:: Objective a ::
Rewrite the rows below as a Markdown table with the columns No. and Line, starting with the line that contains "mark every recessed" and going on through the line that contains "624, 284, 636, 317". Number each line in No., and leave out blank lines.

The Government has published a Call for Evidence seeking views on whether non-compete clauses stifle innovation and unfairly hinder workers from moving freely between employers. If the evidence suggests that such clauses are acting as a barrier to flexibility, the Government may introduce legislation to limit the use of such restrictions. The Call for Evidence closes on 19 July 2016.
On 25 May 2016 the Department for Business Innovation and Skills (BIS) published a Call for Evidence seeking views on how non-compete clauses are operating in practice. BIS wish to understand whether such clauses:
- Hinder those who might be considering setting up, or have set up, an innovative enterprise; and/or
- Unfairly limit workers from moving freely between employers.
The focus on such clauses is said to be part of the Government's drive to make the UK labour market as flexible as possible. This follows a report by the Social Market Foundation in July 2014, which recommended that the Government ban non-compete clauses from employment contracts altogether, on the basis that they acted as a barrier to workers and frustrated innovation. There is no suggestion that the Government now plans to introduce a complete ban. Rather, the desire is to ensure that when such clauses are used they are: "justified, well-constructed, targeted and reasonable" and fairly balance employer and worker interests.
What types of restrictions are within the scope of the Call for Evidence?
Although the Call for Evidence refers to "non-compete clauses", its scope is not restricted to restrictions preventing workers from working for a competing business. Within the scope of the Call for Evidence are:
- Restrictions which prevent an ex-worker from working for, or setting up, a competing business (including area-based restrictions);
- Restrictions which prevent an ex-worker from dealing with the employer's customers; and
- Restrictions which prevent an ex-worker from employing employees of the employer.

:: Records ::
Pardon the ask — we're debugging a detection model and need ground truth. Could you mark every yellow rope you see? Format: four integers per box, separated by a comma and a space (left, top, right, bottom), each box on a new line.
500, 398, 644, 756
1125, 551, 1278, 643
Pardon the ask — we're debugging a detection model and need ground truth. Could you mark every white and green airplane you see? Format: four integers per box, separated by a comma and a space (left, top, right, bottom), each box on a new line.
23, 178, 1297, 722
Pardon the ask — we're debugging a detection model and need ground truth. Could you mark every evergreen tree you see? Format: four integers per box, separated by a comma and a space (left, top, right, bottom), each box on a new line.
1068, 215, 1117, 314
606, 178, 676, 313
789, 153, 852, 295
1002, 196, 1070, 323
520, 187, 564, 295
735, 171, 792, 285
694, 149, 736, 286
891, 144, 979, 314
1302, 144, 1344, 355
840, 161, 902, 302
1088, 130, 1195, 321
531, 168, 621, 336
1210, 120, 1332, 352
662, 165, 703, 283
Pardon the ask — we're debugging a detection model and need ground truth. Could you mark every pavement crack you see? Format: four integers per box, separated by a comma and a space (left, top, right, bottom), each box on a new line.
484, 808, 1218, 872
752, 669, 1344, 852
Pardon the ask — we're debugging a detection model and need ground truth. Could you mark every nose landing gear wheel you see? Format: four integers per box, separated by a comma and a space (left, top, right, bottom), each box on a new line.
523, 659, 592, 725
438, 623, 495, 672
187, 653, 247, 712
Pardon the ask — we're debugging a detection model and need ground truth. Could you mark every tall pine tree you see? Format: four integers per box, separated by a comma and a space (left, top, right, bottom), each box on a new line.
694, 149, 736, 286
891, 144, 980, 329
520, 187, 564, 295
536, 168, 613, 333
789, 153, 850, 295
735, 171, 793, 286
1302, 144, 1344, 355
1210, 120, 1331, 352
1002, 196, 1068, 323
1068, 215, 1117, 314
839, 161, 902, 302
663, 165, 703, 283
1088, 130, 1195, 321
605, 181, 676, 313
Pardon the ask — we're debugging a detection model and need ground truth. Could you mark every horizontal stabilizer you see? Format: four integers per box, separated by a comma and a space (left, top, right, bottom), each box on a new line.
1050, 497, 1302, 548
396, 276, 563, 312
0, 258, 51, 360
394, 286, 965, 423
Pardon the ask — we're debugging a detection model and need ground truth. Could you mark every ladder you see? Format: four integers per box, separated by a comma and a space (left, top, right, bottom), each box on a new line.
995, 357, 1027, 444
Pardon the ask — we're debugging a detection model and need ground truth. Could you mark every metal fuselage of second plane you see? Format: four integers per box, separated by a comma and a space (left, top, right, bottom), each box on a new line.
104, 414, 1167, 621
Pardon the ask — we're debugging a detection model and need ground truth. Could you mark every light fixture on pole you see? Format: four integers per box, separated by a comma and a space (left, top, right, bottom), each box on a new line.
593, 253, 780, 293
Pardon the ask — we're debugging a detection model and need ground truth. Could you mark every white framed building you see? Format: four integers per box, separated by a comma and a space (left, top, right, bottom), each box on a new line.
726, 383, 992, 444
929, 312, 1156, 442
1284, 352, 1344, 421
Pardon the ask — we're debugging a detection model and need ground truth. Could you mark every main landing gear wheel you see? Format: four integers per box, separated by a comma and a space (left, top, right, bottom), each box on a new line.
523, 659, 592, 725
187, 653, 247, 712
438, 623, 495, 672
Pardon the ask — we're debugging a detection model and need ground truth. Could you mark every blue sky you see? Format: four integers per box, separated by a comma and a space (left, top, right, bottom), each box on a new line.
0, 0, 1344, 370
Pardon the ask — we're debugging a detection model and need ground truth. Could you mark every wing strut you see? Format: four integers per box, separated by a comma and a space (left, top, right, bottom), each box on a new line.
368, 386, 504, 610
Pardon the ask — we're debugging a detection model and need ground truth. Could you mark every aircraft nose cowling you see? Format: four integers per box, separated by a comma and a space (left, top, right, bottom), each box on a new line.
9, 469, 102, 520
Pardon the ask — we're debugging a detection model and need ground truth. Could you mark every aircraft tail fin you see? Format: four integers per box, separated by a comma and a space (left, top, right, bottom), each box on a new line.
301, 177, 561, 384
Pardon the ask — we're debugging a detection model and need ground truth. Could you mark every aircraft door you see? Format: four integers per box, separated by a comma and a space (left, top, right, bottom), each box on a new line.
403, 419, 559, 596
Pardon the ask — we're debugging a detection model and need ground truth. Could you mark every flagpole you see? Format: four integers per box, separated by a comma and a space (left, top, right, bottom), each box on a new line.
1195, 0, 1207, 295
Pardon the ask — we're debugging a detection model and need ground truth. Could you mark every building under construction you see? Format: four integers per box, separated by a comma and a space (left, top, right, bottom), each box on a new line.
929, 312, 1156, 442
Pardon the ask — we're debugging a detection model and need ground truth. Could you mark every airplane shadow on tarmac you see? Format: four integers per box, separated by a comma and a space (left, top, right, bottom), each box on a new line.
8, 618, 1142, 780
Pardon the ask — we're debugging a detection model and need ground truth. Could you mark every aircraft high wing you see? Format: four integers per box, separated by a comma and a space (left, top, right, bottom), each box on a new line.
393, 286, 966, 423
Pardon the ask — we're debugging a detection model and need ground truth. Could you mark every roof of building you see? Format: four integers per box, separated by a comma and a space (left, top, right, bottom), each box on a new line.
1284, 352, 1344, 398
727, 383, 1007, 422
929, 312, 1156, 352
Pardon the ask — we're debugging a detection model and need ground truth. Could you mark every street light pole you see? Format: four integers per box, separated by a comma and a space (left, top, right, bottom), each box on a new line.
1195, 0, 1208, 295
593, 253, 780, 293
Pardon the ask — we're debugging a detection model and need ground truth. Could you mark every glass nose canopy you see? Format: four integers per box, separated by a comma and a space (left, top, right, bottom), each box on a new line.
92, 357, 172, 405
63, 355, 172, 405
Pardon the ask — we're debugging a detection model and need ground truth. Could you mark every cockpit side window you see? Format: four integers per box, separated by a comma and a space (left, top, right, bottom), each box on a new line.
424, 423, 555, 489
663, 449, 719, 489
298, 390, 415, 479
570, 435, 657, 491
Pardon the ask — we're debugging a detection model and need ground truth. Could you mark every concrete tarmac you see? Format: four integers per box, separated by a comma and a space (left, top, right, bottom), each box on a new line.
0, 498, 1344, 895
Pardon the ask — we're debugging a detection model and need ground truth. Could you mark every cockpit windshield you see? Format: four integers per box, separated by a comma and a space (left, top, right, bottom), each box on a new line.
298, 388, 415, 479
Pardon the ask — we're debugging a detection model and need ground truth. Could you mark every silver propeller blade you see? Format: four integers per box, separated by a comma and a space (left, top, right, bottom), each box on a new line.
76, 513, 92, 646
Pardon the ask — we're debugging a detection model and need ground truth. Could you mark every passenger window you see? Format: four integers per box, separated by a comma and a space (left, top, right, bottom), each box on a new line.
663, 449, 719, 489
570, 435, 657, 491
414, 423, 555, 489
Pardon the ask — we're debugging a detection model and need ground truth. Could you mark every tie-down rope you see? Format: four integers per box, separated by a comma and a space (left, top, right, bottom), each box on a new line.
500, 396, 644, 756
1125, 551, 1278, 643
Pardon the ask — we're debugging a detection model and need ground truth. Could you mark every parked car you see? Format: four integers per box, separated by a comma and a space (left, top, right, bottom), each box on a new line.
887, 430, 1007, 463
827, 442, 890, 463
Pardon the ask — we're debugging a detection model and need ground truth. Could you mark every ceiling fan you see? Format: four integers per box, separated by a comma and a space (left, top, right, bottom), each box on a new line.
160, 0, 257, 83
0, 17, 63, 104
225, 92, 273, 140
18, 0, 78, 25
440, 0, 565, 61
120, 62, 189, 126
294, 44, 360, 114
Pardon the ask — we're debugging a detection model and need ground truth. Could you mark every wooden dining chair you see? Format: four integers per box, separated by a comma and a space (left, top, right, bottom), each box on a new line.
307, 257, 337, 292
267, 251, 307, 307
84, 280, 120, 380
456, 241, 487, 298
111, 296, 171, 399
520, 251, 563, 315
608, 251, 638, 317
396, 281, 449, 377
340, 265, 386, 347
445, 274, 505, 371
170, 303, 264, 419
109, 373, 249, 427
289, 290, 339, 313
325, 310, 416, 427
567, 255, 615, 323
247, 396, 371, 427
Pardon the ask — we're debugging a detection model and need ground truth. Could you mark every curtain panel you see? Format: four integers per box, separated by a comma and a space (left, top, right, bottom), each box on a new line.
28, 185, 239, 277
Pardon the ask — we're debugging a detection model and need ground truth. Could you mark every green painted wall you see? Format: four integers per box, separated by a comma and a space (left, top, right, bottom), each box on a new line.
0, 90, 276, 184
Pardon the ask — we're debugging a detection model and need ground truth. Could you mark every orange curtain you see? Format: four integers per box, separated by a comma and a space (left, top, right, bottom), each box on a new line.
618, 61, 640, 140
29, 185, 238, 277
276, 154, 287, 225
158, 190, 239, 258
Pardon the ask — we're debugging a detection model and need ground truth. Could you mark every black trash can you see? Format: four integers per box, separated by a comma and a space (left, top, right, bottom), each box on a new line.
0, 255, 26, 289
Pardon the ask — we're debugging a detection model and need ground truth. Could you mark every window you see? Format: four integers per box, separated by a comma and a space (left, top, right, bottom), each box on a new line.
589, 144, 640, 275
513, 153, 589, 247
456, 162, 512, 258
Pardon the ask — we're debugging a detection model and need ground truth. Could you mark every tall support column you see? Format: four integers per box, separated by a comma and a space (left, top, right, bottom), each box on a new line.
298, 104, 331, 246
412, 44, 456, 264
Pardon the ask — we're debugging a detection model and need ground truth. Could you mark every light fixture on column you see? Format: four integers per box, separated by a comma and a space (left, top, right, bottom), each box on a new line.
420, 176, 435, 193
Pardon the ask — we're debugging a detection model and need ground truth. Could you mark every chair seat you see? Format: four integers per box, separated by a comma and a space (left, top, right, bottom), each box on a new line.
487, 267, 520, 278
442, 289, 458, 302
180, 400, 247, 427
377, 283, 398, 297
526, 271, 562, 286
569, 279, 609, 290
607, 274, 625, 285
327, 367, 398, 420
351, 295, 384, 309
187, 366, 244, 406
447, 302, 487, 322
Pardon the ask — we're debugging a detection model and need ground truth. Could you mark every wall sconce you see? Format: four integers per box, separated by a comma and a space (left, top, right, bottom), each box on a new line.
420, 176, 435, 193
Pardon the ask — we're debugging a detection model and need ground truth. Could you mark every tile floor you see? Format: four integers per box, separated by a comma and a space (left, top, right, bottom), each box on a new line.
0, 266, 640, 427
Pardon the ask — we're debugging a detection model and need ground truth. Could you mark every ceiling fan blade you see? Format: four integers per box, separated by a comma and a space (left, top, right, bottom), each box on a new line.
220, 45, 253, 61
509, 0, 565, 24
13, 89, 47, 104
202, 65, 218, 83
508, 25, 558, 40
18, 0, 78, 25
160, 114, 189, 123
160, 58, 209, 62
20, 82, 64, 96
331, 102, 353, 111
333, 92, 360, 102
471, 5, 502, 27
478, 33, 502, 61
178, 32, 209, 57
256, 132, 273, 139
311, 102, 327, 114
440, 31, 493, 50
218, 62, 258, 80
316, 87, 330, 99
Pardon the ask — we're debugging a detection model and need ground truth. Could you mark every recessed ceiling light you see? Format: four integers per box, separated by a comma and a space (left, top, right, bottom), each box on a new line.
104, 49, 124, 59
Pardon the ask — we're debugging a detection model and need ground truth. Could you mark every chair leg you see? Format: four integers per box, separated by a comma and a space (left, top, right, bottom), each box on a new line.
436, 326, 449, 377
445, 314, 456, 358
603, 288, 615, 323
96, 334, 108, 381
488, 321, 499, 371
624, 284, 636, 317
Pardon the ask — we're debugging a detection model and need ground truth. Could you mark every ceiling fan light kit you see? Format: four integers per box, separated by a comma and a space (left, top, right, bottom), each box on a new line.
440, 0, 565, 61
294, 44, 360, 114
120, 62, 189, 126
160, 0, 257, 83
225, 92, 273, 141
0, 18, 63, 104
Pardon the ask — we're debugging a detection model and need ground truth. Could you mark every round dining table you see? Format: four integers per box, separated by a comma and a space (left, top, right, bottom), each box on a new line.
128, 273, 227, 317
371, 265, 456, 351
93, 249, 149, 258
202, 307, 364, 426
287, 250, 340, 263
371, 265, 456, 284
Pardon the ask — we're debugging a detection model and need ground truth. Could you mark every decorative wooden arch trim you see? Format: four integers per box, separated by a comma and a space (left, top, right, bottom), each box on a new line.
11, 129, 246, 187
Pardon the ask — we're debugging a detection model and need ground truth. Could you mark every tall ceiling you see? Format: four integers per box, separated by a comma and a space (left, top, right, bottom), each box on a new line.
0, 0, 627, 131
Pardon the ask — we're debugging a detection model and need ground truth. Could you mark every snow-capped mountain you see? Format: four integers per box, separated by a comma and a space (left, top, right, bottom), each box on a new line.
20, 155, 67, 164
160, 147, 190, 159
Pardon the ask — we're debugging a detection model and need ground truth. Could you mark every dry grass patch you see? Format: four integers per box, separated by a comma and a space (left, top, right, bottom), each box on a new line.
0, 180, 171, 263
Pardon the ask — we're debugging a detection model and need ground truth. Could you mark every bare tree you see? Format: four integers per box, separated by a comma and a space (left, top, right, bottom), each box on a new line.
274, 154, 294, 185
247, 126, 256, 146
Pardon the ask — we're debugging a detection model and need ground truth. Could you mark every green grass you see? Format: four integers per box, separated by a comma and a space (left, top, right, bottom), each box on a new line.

:: Objective b ::
From the passage on non-compete clauses, copy word for word the part starting with "The Government has" and going on through "19 July 2016.".

:: Problem solution a ::
| No. | Line |
|---|---|
| 1 | Pardon the ask — we're debugging a detection model and need ground truth. Could you mark every recessed ceiling light you see? Format: four integers per box, separated by a comma and a space (left, top, right, bottom), each box on a new line. |
| 2 | 104, 49, 124, 59 |
| 3 | Pardon the ask — we're debugging a detection model and need ground truth. Could you mark every chair leg you see? Format: four integers per box, separated by a comma and a space (left, top, right, bottom), each box on a new line. |
| 4 | 436, 326, 449, 377 |
| 5 | 445, 314, 456, 358 |
| 6 | 603, 288, 615, 323 |
| 7 | 96, 334, 108, 381 |
| 8 | 488, 321, 499, 371 |
| 9 | 624, 284, 636, 317 |

:: Problem solution b ::
The Government has published a Call for Evidence seeking views on whether non-compete clauses stifle innovation and unfairly hinder workers from moving freely between employers. If the evidence suggests that such clauses are acting as a barrier to flexibility, the Government may introduce legislation to limit the use of such restrictions. The Call for Evidence closes on 19 July 2016.